**What is expected:**
Look through the listing for the word "query". Copy each line that has it.

**Data to use:**
◇ ◇ ◇ ◇ ◇ ◇ ◇
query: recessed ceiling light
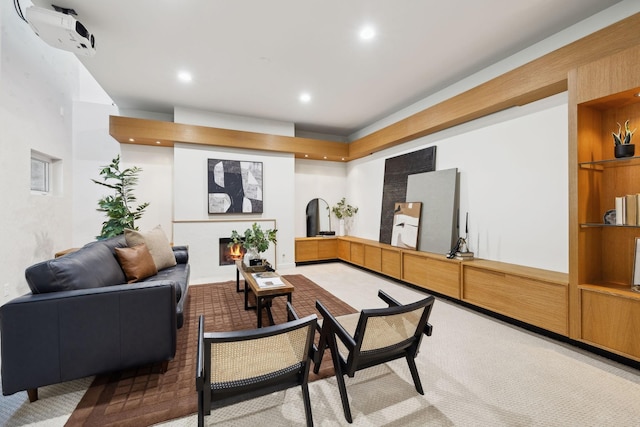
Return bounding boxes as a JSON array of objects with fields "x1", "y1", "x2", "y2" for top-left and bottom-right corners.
[
  {"x1": 156, "y1": 141, "x2": 161, "y2": 144},
  {"x1": 299, "y1": 92, "x2": 311, "y2": 103},
  {"x1": 635, "y1": 92, "x2": 640, "y2": 97},
  {"x1": 177, "y1": 71, "x2": 192, "y2": 83},
  {"x1": 128, "y1": 138, "x2": 135, "y2": 142},
  {"x1": 359, "y1": 26, "x2": 375, "y2": 40}
]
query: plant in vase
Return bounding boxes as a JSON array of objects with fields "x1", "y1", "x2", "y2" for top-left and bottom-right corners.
◇ ◇ ◇ ◇ ◇ ◇ ◇
**Task response:**
query: recessed ceiling light
query: plant in vase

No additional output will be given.